_PROBLEM DESCRIPTION_: Swap every occurrence of "named corners" for "labeled corners" in the lines below and reproduce them with nothing else altered.

_RECORD EXCERPTS_:
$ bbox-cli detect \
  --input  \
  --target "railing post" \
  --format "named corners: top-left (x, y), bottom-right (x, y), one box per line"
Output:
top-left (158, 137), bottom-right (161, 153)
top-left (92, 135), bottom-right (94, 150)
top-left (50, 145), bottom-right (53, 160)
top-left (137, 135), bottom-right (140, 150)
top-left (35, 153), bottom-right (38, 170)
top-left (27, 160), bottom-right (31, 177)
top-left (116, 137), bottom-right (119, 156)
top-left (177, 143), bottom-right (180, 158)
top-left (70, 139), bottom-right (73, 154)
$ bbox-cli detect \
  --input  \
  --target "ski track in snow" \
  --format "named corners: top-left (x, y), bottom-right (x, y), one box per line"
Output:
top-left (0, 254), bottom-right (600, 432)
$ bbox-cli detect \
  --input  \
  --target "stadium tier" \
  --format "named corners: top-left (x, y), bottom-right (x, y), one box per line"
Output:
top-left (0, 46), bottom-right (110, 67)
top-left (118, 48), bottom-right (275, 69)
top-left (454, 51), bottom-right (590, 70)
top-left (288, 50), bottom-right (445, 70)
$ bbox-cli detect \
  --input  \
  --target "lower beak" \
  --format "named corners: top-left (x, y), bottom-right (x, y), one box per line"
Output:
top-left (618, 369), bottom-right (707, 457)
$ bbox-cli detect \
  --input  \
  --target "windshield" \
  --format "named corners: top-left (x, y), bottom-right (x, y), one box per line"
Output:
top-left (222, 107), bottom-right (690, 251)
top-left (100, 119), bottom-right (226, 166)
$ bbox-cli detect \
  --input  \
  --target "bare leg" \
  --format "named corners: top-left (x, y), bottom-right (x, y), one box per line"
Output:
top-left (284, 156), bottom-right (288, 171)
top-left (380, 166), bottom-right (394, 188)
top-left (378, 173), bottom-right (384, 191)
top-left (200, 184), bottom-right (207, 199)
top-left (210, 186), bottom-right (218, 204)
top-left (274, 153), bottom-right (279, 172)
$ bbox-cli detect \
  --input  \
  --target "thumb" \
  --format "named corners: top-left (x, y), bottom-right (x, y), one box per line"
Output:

_SOLVED EXERCISE_:
$ bbox-cli detect \
  --input  \
  --target "railing post" \
  --format "labeled corners: top-left (x, y), bottom-right (x, y), one box per line"
Output:
top-left (158, 137), bottom-right (161, 153)
top-left (92, 135), bottom-right (94, 150)
top-left (50, 145), bottom-right (53, 160)
top-left (137, 135), bottom-right (140, 150)
top-left (35, 153), bottom-right (38, 170)
top-left (27, 160), bottom-right (31, 177)
top-left (116, 137), bottom-right (119, 156)
top-left (177, 143), bottom-right (180, 158)
top-left (70, 139), bottom-right (73, 154)
$ bbox-cli detect \
  --input  \
  --target "ski track in snow" \
  --format "labeled corners: top-left (x, y), bottom-right (x, y), one box per line"
Output:
top-left (0, 254), bottom-right (600, 432)
$ bbox-cli detect \
  --input  \
  --target "stadium tier" \
  --format "labeled corners: top-left (x, y), bottom-right (x, y), one box per line"
Output:
top-left (0, 46), bottom-right (110, 67)
top-left (118, 48), bottom-right (275, 69)
top-left (454, 51), bottom-right (590, 70)
top-left (288, 50), bottom-right (445, 70)
$ bbox-cli detect \
  --input  \
  --target "lower beak" \
  --format "labeled corners: top-left (x, y), bottom-right (x, y), one box per line"
Output:
top-left (618, 369), bottom-right (707, 457)
$ bbox-cli detect \
  --input  \
  --target "windshield" \
  --format "labeled corners: top-left (x, y), bottom-right (x, y), one box per line"
Output:
top-left (222, 107), bottom-right (690, 251)
top-left (100, 119), bottom-right (226, 166)
$ bbox-cli detect \
  --input  \
  --target "bare leg" \
  --format "labeled corners: top-left (x, y), bottom-right (x, y), one box per line"
Output:
top-left (284, 156), bottom-right (288, 171)
top-left (380, 166), bottom-right (394, 188)
top-left (378, 173), bottom-right (384, 191)
top-left (200, 184), bottom-right (207, 199)
top-left (210, 186), bottom-right (218, 204)
top-left (274, 153), bottom-right (279, 172)
$ bbox-cli detect \
  --input  \
  --target "thumb" \
  --format "labeled corners: top-left (x, y), bottom-right (x, y), one box per line"
Output:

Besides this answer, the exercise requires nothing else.